**Data records**
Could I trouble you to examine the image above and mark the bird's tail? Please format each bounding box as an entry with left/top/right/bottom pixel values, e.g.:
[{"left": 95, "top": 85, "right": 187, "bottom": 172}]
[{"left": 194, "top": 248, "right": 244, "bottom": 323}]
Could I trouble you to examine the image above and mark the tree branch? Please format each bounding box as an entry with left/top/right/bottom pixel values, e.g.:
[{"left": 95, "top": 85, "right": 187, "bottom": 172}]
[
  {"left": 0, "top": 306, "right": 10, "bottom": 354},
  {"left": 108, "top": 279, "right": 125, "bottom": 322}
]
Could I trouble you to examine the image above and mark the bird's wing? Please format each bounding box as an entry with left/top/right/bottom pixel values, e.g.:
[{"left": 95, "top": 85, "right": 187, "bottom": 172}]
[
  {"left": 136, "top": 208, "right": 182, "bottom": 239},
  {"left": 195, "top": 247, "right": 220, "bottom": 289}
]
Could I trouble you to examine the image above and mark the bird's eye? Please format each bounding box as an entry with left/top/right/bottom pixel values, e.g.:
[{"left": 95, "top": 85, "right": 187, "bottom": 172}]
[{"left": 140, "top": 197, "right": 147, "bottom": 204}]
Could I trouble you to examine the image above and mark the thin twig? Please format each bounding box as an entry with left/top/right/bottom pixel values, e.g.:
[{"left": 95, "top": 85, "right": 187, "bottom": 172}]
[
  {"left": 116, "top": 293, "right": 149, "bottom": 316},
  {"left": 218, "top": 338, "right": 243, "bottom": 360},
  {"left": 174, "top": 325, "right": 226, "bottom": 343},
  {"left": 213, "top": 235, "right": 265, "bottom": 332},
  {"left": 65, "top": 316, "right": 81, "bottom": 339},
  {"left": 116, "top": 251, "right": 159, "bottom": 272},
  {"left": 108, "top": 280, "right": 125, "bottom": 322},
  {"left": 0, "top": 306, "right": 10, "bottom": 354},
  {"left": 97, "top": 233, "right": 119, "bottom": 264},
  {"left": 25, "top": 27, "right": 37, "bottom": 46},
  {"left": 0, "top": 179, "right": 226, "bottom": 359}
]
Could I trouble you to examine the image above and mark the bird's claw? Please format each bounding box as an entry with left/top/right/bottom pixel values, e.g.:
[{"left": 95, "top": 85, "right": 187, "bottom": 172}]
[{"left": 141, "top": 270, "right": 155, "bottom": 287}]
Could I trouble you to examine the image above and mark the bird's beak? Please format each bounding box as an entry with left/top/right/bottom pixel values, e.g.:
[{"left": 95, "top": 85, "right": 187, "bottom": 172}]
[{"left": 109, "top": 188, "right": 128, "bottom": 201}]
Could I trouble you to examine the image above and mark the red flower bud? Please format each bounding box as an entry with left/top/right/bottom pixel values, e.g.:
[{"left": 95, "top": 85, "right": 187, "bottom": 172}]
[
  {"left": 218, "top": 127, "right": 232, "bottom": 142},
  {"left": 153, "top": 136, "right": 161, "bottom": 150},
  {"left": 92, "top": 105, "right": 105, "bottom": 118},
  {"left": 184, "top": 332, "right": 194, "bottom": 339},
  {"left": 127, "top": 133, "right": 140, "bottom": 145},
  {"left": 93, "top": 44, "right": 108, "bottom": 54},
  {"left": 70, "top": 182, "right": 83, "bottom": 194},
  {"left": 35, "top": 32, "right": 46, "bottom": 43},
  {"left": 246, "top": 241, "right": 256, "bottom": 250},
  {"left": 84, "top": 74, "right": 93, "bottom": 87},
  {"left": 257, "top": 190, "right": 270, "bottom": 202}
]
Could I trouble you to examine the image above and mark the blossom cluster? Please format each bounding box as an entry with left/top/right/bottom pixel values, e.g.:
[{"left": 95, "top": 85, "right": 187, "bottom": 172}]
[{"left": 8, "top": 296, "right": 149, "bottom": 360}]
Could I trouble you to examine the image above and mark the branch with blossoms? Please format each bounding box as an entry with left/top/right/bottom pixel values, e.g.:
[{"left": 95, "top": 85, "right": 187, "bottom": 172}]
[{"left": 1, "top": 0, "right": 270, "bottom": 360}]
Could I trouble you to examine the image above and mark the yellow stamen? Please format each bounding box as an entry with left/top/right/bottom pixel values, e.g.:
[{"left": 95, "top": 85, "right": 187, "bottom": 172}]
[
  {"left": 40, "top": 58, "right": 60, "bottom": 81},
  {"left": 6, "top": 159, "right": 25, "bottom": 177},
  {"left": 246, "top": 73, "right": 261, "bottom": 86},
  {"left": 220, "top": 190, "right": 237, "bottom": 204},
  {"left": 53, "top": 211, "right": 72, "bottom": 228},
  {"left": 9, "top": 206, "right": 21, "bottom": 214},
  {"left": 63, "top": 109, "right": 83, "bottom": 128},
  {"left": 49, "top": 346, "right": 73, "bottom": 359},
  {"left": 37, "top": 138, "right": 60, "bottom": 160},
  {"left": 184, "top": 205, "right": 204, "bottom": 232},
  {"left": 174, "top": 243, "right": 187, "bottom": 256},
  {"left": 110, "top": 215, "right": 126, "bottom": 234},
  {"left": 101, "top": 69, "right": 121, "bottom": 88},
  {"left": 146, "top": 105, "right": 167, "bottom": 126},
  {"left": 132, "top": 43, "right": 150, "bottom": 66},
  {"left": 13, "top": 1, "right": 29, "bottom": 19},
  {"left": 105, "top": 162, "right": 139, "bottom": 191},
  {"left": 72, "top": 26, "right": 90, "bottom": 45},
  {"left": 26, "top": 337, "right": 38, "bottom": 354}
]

**Task**
Each entry is to be retyped exactly as it appears.

**Task answer**
Could I trouble you to examine the image above and mark the bird's tail? Please format each bounding box as an entry with left/top/right/bottom pixel values, e.g.:
[{"left": 95, "top": 85, "right": 187, "bottom": 172}]
[{"left": 194, "top": 248, "right": 244, "bottom": 323}]
Could I trouble you to examine the image above and mark the tree branch? Please format each bounding box as an entry with left/top/right/bottom pixel values, e.g.:
[{"left": 95, "top": 85, "right": 187, "bottom": 172}]
[
  {"left": 0, "top": 306, "right": 10, "bottom": 354},
  {"left": 108, "top": 279, "right": 125, "bottom": 322}
]
Could I trouble you to examine the image above and mark the bird's wing? Please format each bounding box as an entry with left/top/right/bottom pixel values, e.g.:
[{"left": 95, "top": 85, "right": 187, "bottom": 172}]
[
  {"left": 136, "top": 208, "right": 182, "bottom": 239},
  {"left": 195, "top": 247, "right": 220, "bottom": 289}
]
Could I trouble you to examine the image above and mark the bird's eye? Please format each bounding box as an entry with left/top/right/bottom pixel values, e.g.:
[{"left": 95, "top": 85, "right": 187, "bottom": 172}]
[{"left": 140, "top": 197, "right": 147, "bottom": 204}]
Could I trouble you to examine the image above and mark the thin twig? Please format each bounding box as an entry with left/top/right/bottom pixel values, e.g.:
[{"left": 95, "top": 85, "right": 187, "bottom": 172}]
[
  {"left": 116, "top": 293, "right": 149, "bottom": 316},
  {"left": 218, "top": 338, "right": 243, "bottom": 360},
  {"left": 174, "top": 325, "right": 226, "bottom": 343},
  {"left": 213, "top": 235, "right": 265, "bottom": 332},
  {"left": 65, "top": 316, "right": 81, "bottom": 339},
  {"left": 116, "top": 251, "right": 159, "bottom": 272},
  {"left": 108, "top": 280, "right": 125, "bottom": 322},
  {"left": 0, "top": 306, "right": 10, "bottom": 354},
  {"left": 97, "top": 233, "right": 119, "bottom": 264},
  {"left": 25, "top": 27, "right": 37, "bottom": 46},
  {"left": 0, "top": 179, "right": 226, "bottom": 359}
]
Could I trouble you to examine the image above and mark the bird's claw? Please format each bounding box as an entry with left/top/right/bottom pixel values, e.g.:
[{"left": 95, "top": 85, "right": 187, "bottom": 172}]
[{"left": 141, "top": 270, "right": 155, "bottom": 287}]
Could I trouble you to examine the image above and mark the bird's beak? Please format each bounding box as an entry with left/top/right/bottom pixel values, e.g.:
[{"left": 95, "top": 85, "right": 187, "bottom": 172}]
[{"left": 109, "top": 188, "right": 128, "bottom": 201}]
Could I trouble you to examine the image above and mark the red flower bud? Please format each bounding box as an entry with left/top/right/bottom pixel values, e.g.:
[{"left": 95, "top": 85, "right": 187, "bottom": 172}]
[
  {"left": 218, "top": 127, "right": 232, "bottom": 142},
  {"left": 153, "top": 136, "right": 161, "bottom": 150},
  {"left": 92, "top": 105, "right": 105, "bottom": 118},
  {"left": 184, "top": 332, "right": 194, "bottom": 339},
  {"left": 127, "top": 133, "right": 140, "bottom": 145},
  {"left": 93, "top": 44, "right": 108, "bottom": 54},
  {"left": 70, "top": 182, "right": 83, "bottom": 194},
  {"left": 35, "top": 32, "right": 46, "bottom": 43},
  {"left": 246, "top": 241, "right": 256, "bottom": 250},
  {"left": 84, "top": 74, "right": 93, "bottom": 87},
  {"left": 257, "top": 190, "right": 270, "bottom": 202}
]
Could I trouble you to examine the image above and mark the blossom cluster? Please format each bounding box as an entry with left/top/right/bottom pixel values, e.g.:
[{"left": 95, "top": 85, "right": 187, "bottom": 172}]
[{"left": 8, "top": 296, "right": 149, "bottom": 360}]
Could I trouble you to examine the image above and mark the branch with blossoms? Please format each bounding box as an entry with left/top/right/bottom pixel values, e.g.:
[{"left": 95, "top": 85, "right": 187, "bottom": 172}]
[{"left": 1, "top": 0, "right": 270, "bottom": 360}]
Could I trouble you to examine the image above and mark the yellow stamen? Please format each bounding box as an entry with left/top/right/bottom pixel values, e.g.:
[{"left": 95, "top": 85, "right": 187, "bottom": 172}]
[
  {"left": 40, "top": 58, "right": 60, "bottom": 81},
  {"left": 6, "top": 159, "right": 25, "bottom": 177},
  {"left": 246, "top": 73, "right": 261, "bottom": 86},
  {"left": 220, "top": 190, "right": 237, "bottom": 204},
  {"left": 53, "top": 211, "right": 72, "bottom": 228},
  {"left": 9, "top": 206, "right": 21, "bottom": 214},
  {"left": 63, "top": 109, "right": 83, "bottom": 128},
  {"left": 49, "top": 346, "right": 73, "bottom": 359},
  {"left": 37, "top": 138, "right": 60, "bottom": 160},
  {"left": 184, "top": 205, "right": 204, "bottom": 232},
  {"left": 174, "top": 243, "right": 187, "bottom": 256},
  {"left": 110, "top": 215, "right": 126, "bottom": 234},
  {"left": 101, "top": 69, "right": 121, "bottom": 88},
  {"left": 146, "top": 105, "right": 167, "bottom": 126},
  {"left": 132, "top": 43, "right": 150, "bottom": 66},
  {"left": 13, "top": 1, "right": 29, "bottom": 19},
  {"left": 105, "top": 162, "right": 139, "bottom": 191},
  {"left": 72, "top": 26, "right": 90, "bottom": 45},
  {"left": 26, "top": 337, "right": 38, "bottom": 354}
]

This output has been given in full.